• What the task requires:
Count the lines in the data below that contain the word "metal", and reply with only that number.

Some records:

━━━━━━

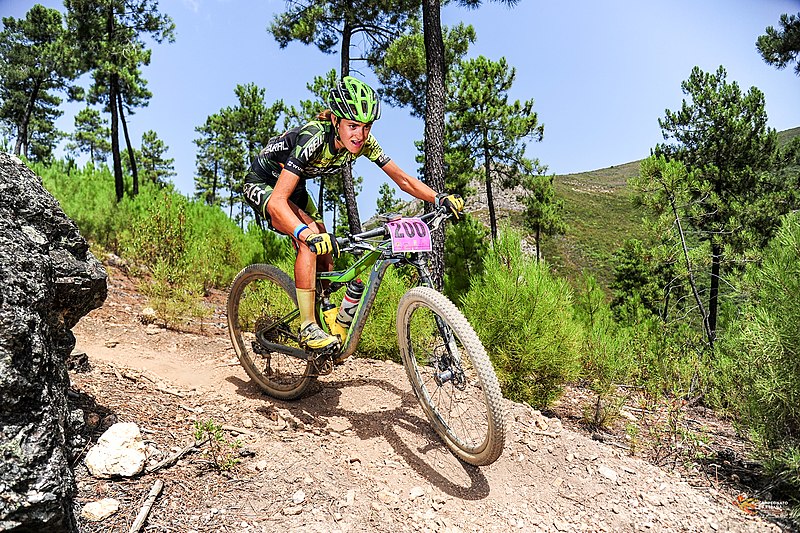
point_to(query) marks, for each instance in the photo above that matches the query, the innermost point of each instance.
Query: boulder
(120, 451)
(48, 281)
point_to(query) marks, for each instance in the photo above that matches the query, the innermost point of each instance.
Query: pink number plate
(409, 235)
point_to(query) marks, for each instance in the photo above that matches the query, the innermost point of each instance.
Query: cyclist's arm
(409, 184)
(283, 218)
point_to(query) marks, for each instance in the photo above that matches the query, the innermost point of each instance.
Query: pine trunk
(353, 218)
(434, 120)
(131, 155)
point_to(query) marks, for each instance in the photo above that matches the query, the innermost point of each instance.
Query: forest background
(674, 276)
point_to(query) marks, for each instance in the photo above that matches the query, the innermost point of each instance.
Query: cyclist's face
(353, 134)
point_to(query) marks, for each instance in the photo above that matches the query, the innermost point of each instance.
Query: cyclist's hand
(453, 202)
(323, 243)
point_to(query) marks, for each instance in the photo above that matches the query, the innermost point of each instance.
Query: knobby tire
(468, 414)
(260, 298)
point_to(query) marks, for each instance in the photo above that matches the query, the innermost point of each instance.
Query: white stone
(120, 451)
(100, 510)
(607, 473)
(416, 492)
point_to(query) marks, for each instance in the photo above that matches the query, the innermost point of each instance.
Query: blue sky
(601, 73)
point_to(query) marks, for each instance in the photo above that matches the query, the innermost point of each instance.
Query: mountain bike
(445, 362)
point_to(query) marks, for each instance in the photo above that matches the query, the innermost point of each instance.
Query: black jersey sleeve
(310, 142)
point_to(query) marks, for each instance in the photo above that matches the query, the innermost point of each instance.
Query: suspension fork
(449, 367)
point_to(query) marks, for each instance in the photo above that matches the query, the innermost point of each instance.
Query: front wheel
(262, 311)
(451, 375)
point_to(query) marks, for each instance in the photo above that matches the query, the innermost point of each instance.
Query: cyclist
(275, 186)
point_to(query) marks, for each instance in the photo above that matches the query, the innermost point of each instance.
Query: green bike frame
(376, 261)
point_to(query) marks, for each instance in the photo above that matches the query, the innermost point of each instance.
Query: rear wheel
(262, 310)
(451, 375)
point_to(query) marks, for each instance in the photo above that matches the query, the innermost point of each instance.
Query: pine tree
(91, 135)
(36, 59)
(721, 136)
(155, 167)
(109, 35)
(485, 124)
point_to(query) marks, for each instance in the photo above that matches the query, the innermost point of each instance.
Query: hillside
(357, 453)
(599, 209)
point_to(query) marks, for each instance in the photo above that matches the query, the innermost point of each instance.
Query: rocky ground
(357, 453)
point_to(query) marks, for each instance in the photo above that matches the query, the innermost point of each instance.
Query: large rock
(48, 280)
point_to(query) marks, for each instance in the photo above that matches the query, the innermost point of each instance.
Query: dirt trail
(355, 455)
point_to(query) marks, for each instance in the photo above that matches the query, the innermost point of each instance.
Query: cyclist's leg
(306, 265)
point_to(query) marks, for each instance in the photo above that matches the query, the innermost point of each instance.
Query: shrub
(379, 339)
(524, 317)
(760, 362)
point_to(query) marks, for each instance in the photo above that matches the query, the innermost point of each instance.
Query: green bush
(607, 357)
(379, 339)
(767, 345)
(186, 246)
(465, 248)
(524, 317)
(759, 365)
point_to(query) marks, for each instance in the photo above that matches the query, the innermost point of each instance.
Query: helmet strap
(336, 122)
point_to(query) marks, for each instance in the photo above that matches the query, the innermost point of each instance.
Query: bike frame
(376, 260)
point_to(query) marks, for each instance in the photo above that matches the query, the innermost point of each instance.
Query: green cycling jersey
(308, 151)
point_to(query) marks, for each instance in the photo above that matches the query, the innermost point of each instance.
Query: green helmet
(355, 100)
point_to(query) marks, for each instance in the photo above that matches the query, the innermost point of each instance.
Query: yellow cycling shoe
(312, 337)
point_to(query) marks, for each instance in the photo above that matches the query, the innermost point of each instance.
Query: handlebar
(348, 243)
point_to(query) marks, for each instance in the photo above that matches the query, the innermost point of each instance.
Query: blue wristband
(298, 230)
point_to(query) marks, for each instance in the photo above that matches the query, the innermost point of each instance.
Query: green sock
(305, 304)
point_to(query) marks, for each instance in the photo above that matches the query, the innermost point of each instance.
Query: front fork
(448, 365)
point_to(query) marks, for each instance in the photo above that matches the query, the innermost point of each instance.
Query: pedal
(324, 367)
(323, 358)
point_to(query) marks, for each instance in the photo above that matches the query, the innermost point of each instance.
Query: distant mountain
(599, 209)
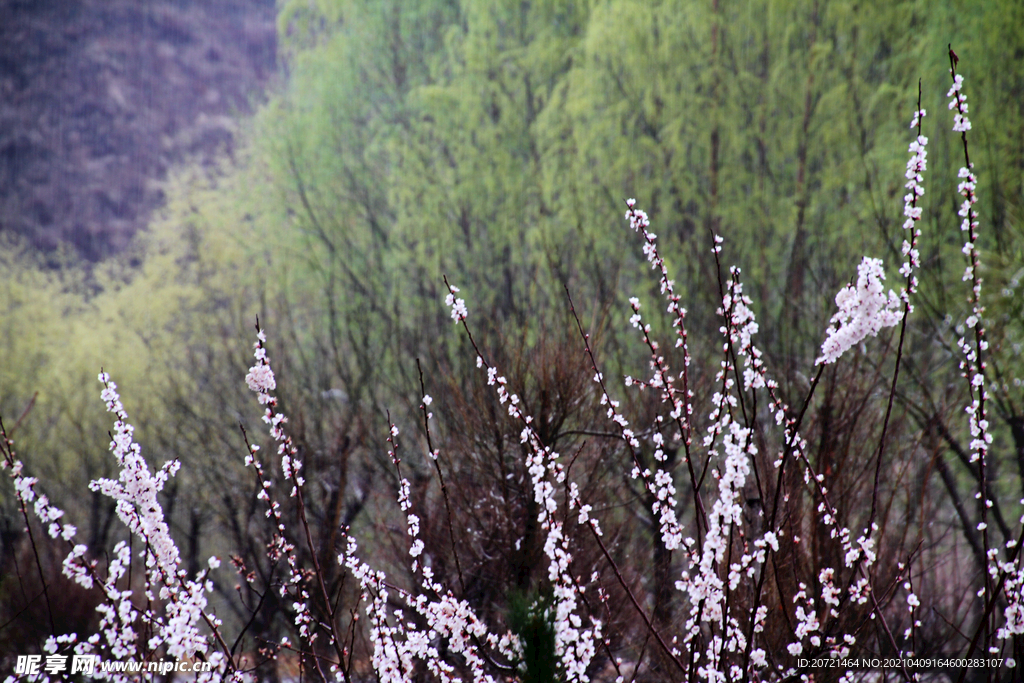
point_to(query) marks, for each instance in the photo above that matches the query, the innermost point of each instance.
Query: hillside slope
(99, 97)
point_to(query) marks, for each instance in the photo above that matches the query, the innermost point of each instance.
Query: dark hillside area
(98, 97)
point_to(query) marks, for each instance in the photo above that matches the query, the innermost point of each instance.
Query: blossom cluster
(863, 311)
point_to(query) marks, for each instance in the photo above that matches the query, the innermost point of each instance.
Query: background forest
(495, 142)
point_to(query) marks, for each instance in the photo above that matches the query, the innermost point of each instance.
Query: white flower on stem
(863, 310)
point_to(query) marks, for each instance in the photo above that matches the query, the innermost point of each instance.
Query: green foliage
(494, 141)
(529, 617)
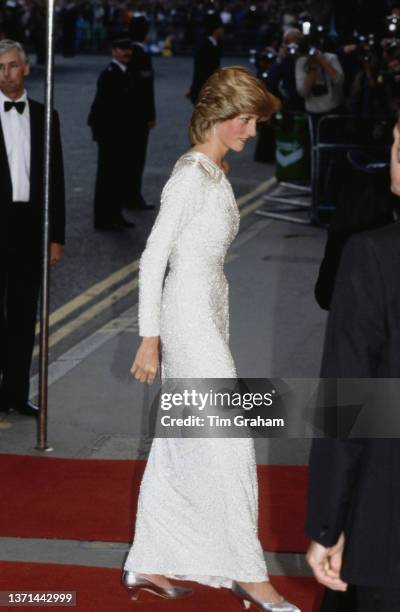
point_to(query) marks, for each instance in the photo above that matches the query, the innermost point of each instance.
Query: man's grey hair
(7, 45)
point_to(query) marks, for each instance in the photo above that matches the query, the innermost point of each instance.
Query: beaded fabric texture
(198, 505)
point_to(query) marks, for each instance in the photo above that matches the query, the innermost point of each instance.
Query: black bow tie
(19, 106)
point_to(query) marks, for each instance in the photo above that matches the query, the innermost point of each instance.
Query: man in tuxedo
(113, 124)
(21, 206)
(354, 485)
(144, 114)
(207, 58)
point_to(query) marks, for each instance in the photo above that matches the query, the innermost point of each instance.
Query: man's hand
(147, 361)
(56, 253)
(326, 564)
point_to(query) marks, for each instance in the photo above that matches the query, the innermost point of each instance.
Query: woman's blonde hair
(229, 92)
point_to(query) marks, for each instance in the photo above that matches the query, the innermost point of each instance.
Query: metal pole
(44, 302)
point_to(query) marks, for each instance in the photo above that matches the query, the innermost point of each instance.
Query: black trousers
(137, 163)
(20, 276)
(113, 172)
(372, 599)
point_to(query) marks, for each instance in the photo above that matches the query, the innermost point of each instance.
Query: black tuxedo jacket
(57, 189)
(112, 115)
(355, 484)
(206, 61)
(141, 70)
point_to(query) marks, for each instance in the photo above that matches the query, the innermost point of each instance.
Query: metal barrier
(291, 196)
(327, 142)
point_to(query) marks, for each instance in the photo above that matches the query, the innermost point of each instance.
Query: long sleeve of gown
(179, 200)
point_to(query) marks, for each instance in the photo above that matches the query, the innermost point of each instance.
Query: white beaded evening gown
(197, 510)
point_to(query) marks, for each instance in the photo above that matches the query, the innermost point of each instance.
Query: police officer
(113, 127)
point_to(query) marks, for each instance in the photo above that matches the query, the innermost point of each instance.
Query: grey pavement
(96, 409)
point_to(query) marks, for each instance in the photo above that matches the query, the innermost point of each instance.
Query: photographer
(281, 80)
(319, 80)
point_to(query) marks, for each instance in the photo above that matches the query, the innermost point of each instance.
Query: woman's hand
(147, 360)
(394, 162)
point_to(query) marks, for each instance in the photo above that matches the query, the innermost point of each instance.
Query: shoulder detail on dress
(200, 160)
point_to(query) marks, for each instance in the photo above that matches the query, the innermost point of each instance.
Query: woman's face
(233, 133)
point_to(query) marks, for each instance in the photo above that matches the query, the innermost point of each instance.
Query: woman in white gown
(197, 510)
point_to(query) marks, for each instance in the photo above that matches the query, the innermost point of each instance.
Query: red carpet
(76, 499)
(99, 589)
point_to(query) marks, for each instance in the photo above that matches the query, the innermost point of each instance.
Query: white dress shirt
(17, 138)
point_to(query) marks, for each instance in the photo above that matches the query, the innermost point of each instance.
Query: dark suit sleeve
(57, 193)
(353, 344)
(327, 273)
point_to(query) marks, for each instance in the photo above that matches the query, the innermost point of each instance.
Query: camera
(292, 49)
(365, 46)
(393, 24)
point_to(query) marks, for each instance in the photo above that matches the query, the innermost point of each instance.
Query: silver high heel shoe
(247, 600)
(136, 583)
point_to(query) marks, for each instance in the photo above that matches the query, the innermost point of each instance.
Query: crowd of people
(90, 25)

━━━━━━

• Result for this task:
2